BRANO.
§ §

Foto di MAF Studio Milano

Tra le scelte c’è stata anche quella di lasciare la Puglia per andare a formarsi fuori: tappa obbligata o semplicemente dettata dalla curiosità di scoprire cosa ci fosse altrove?

Entrambe le cose. La Puglia all’epoca non era una terra che offriva le stesse opportunità di oggi e le scuole di teatro più quotate sono tutte fuori Regione. E infatti mi sono diplomato allo Stabile di Genova. Ma al di là di questo, fare esperienze anche fuori dai confini familiari ti aiuta a portare sulla scena o sullo schermo un vissuto diverso. Lontano da casa e dalla mia terra ho affrontato tante cose, belle e brutte, ma grazie ad ognuna di esse sono cresciuto come uomo e come artista. Io porto sempre un pezzo di vita quando faccio qualcosa, indipendentemente che sia per il cinema, la televisione o il teatro. In quel qualcosa però c’è sempre un pezzo di Puglia che mi vibra dentro, perché sono assolutamente e orgogliosamente meridionale. La testa ce l’ho al Nord, ma il cuore e le passioni, quelle sono del Sud, dove ci sono i miei
affetti più cari e le mie radici più autentiche.

Cosa la caratterizza al punto tale da essere scelto da registi e produttori rispetto ad altri colleghi del panorama italiano?

La luce. È una questione di giustezza, di attimi e di brillantezza. Non si tratta
però di bravura o di merito, ma più semplicemente ci sono dei momenti nella
vita in cui si creano degli incroci particolari che permettono a questa luce di
venire fuori. Io quella luce credo di averla e ci sono state delle occasioni in cui
penso di essere riuscito a “illuminare” il palcoscenico o il set con una mia
interpretazione.

§ §

DATI DISPONIBILI.
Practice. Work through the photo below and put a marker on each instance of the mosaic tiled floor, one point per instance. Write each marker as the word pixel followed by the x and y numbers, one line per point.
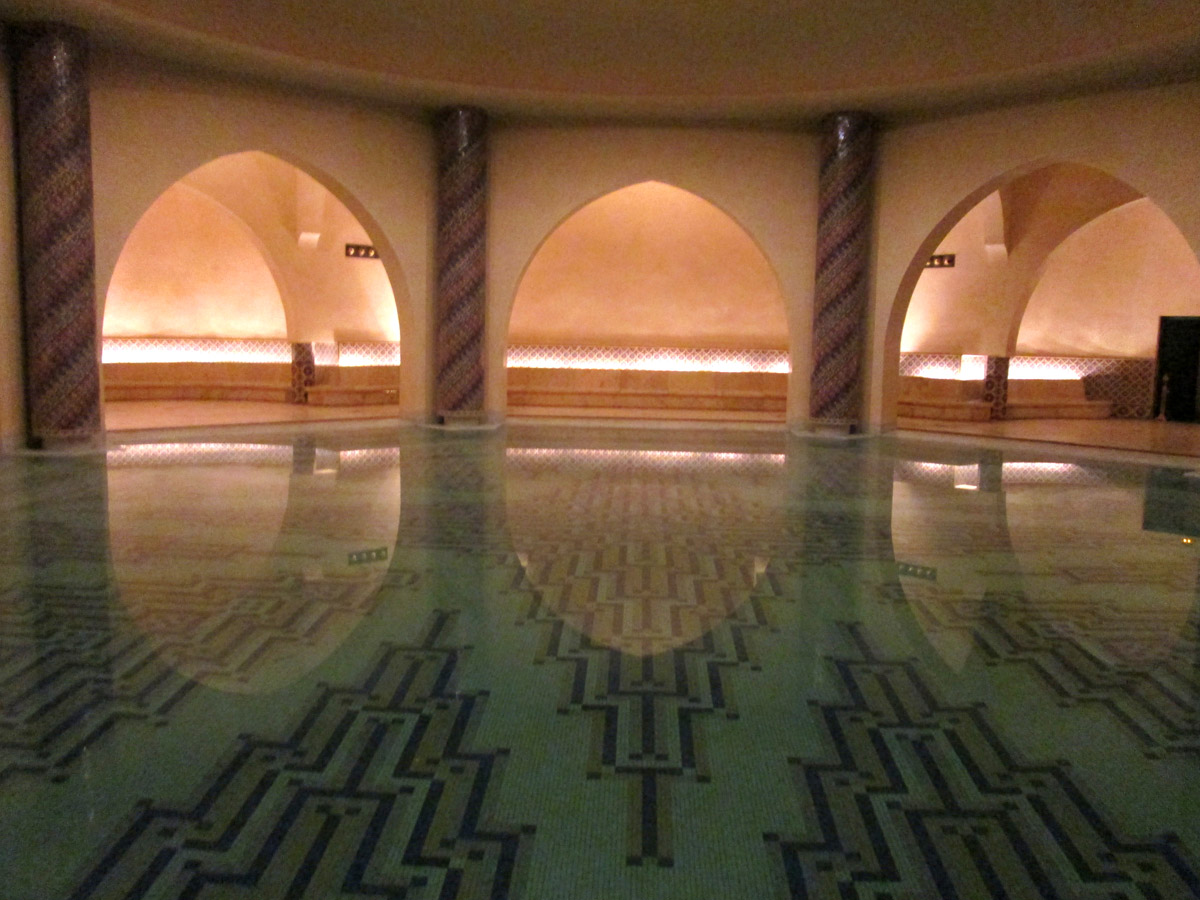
pixel 552 663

§ §

CONSEGNA.
Cita per intero e senza modifiche il brano dell'intervista sulla Puglia e sul mestiere di attore. L'elenco non ha alcun ruolo in questo esercizio.

SVOLGIMENTO.
Foto di MAF Studio Milano

Tra le scelte c’è stata anche quella di lasciare la Puglia per andare a formarsi fuori: tappa obbligata o semplicemente dettata dalla curiosità di scoprire cosa ci fosse altrove?

Entrambe le cose. La Puglia all’epoca non era una terra che offriva le stesse opportunità di oggi e le scuole di teatro più quotate sono tutte fuori Regione. E infatti mi sono diplomato allo Stabile di Genova. Ma al di là di questo, fare esperienze anche fuori dai confini familiari ti aiuta a portare sulla scena o sullo schermo un vissuto diverso. Lontano da casa e dalla mia terra ho affrontato tante cose, belle e brutte, ma grazie ad ognuna di esse sono cresciuto come uomo e come artista. Io porto sempre un pezzo di vita quando faccio qualcosa, indipendentemente che sia per il cinema, la televisione o il teatro. In quel qualcosa però c’è sempre un pezzo di Puglia che mi vibra dentro, perché sono assolutamente e orgogliosamente meridionale. La testa ce l’ho al Nord, ma il cuore e le passioni, quelle sono del Sud, dove ci sono i miei
affetti più cari e le mie radici più autentiche.

Cosa la caratterizza al punto tale da essere scelto da registi e produttori rispetto ad altri colleghi del panorama italiano?

La luce. È una questione di giustezza, di attimi e di brillantezza. Non si tratta
però di bravura o di merito, ma più semplicemente ci sono dei momenti nella
vita in cui si creano degli incroci particolari che permettono a questa luce di
venire fuori. Io quella luce credo di averla e ci sono state delle occasioni in cui
penso di essere riuscito a “illuminare” il palcoscenico o il set con una mia
interpretazione.